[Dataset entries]
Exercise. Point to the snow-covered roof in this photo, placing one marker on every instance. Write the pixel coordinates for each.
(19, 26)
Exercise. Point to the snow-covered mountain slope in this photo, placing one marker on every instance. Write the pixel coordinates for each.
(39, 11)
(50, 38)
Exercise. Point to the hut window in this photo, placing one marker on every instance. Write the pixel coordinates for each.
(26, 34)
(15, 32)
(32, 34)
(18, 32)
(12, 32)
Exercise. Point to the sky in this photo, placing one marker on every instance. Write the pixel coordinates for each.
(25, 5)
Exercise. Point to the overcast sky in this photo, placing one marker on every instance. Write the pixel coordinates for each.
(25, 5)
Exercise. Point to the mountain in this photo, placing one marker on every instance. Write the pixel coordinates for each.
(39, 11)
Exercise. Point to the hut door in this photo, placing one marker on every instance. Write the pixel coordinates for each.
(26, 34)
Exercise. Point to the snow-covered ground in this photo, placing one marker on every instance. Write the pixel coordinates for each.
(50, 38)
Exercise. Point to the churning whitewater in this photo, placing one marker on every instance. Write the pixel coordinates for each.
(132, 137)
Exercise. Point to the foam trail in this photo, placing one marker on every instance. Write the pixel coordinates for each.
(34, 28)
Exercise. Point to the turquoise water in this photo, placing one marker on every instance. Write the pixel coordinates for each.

» The problem: In full and without alteration, retype the entries above.

» Task output:
Exercise. Point to the snow-covered roof in this photo, placing one marker on every instance. Write the pixel coordinates for each.
(19, 26)
Exercise. Point to the snow-covered mountain slope in this photo, placing one marker on every instance. Write the pixel coordinates for each.
(39, 11)
(50, 38)
Exercise. Point to the hut window in this photo, placing one marker on every instance. Write the pixel coordinates for each.
(26, 34)
(15, 32)
(32, 34)
(18, 32)
(12, 32)
Exercise. Point to the sky in this photo, placing one marker on every instance. Write the pixel coordinates for each.
(25, 5)
Exercise. Point to the overcast sky in this photo, placing one marker on every instance. Write the pixel coordinates for each.
(25, 5)
Exercise. Point to the mountain in this photo, placing one marker on every instance. Write the pixel coordinates for each.
(39, 11)
Exercise. Point to the hut door in this photo, placing one marker on every instance. Write the pixel coordinates for each.
(26, 34)
Exercise. Point to the snow-covered ground in this photo, placing one marker on every instance. Write the pixel coordinates for each.
(50, 38)
Exercise. Point to the churning whitewater in this photo, placing one marker on every instance. Write the pixel coordinates for each.
(132, 137)
Exercise. Point to the foam trail in this photo, placing one marker on every instance. Write the pixel coordinates for each.
(34, 28)
Exercise. Point to the turquoise water in this photo, placing one marker on every instance. Write the pixel coordinates for each.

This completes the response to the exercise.